> **DATASET RECORDS**:
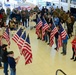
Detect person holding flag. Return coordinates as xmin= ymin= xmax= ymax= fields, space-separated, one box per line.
xmin=36 ymin=17 xmax=42 ymax=39
xmin=71 ymin=36 xmax=76 ymax=61
xmin=42 ymin=18 xmax=49 ymax=42
xmin=3 ymin=27 xmax=10 ymax=47
xmin=58 ymin=23 xmax=68 ymax=55
xmin=21 ymin=34 xmax=32 ymax=65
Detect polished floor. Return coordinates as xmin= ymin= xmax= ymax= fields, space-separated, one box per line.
xmin=0 ymin=22 xmax=76 ymax=75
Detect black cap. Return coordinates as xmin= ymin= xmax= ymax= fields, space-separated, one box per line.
xmin=2 ymin=44 xmax=7 ymax=48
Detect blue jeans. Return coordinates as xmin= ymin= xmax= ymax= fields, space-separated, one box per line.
xmin=4 ymin=62 xmax=8 ymax=75
xmin=10 ymin=68 xmax=16 ymax=75
xmin=63 ymin=43 xmax=67 ymax=54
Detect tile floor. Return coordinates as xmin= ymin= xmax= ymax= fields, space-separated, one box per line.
xmin=0 ymin=22 xmax=76 ymax=75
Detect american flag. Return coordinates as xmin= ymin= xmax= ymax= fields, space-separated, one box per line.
xmin=57 ymin=35 xmax=62 ymax=50
xmin=59 ymin=24 xmax=67 ymax=40
xmin=36 ymin=17 xmax=42 ymax=37
xmin=12 ymin=28 xmax=22 ymax=43
xmin=22 ymin=34 xmax=32 ymax=64
xmin=50 ymin=24 xmax=58 ymax=46
xmin=42 ymin=19 xmax=49 ymax=40
xmin=17 ymin=31 xmax=26 ymax=55
xmin=3 ymin=28 xmax=10 ymax=46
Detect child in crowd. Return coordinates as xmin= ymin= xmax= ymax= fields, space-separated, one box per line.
xmin=61 ymin=35 xmax=68 ymax=55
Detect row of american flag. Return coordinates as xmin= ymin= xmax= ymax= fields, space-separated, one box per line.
xmin=3 ymin=28 xmax=32 ymax=64
xmin=36 ymin=17 xmax=67 ymax=49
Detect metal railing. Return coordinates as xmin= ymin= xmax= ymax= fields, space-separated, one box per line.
xmin=56 ymin=69 xmax=67 ymax=75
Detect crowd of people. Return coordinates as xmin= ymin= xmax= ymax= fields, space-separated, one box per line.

> **PROBLEM DETAILS**: Write out every line of the records above word for word, leaving out the pictures.

> **ANSWER FOR THE TASK**:
Detect person holding flag. Return coordinates as xmin= ymin= xmax= ymax= fields, space-separated, one box per line.
xmin=36 ymin=17 xmax=42 ymax=39
xmin=71 ymin=36 xmax=76 ymax=61
xmin=42 ymin=18 xmax=49 ymax=42
xmin=3 ymin=27 xmax=10 ymax=47
xmin=58 ymin=23 xmax=68 ymax=55
xmin=21 ymin=34 xmax=32 ymax=65
Detect polished floor. Return coordinates as xmin= ymin= xmax= ymax= fields, space-separated, one box per line.
xmin=0 ymin=22 xmax=76 ymax=75
Detect black cap. Return coordinates as xmin= ymin= xmax= ymax= fields, space-separated, one box per line.
xmin=2 ymin=44 xmax=7 ymax=48
Detect blue jeans. Return coordinates as xmin= ymin= xmax= ymax= fields, space-separated, one box per line.
xmin=4 ymin=62 xmax=8 ymax=75
xmin=10 ymin=68 xmax=16 ymax=75
xmin=63 ymin=43 xmax=67 ymax=54
Detect tile floor. Return coordinates as xmin= ymin= xmax= ymax= fields, space-separated, one box per line.
xmin=0 ymin=22 xmax=76 ymax=75
Detect american flag. Return coordinates as xmin= ymin= xmax= ymax= fields, space-separated, one box per line.
xmin=57 ymin=35 xmax=62 ymax=50
xmin=59 ymin=24 xmax=67 ymax=40
xmin=36 ymin=17 xmax=42 ymax=37
xmin=12 ymin=28 xmax=22 ymax=43
xmin=22 ymin=34 xmax=32 ymax=64
xmin=50 ymin=24 xmax=58 ymax=46
xmin=42 ymin=19 xmax=49 ymax=40
xmin=17 ymin=31 xmax=26 ymax=55
xmin=3 ymin=28 xmax=10 ymax=46
Detect child in crowd. Return coordinates as xmin= ymin= xmax= ymax= fields, space-separated, one box per line.
xmin=61 ymin=35 xmax=68 ymax=55
Detect row of american flag. Return coordinates as xmin= ymin= xmax= ymax= fields, space-separated, one box per line.
xmin=3 ymin=28 xmax=32 ymax=64
xmin=36 ymin=17 xmax=67 ymax=49
Detect metal railing. Return coordinates as xmin= ymin= xmax= ymax= fields, space-separated, one box per line.
xmin=56 ymin=69 xmax=67 ymax=75
Detect crowd of people. Return coordinates as xmin= ymin= xmax= ymax= fields, space-separated, one box per line.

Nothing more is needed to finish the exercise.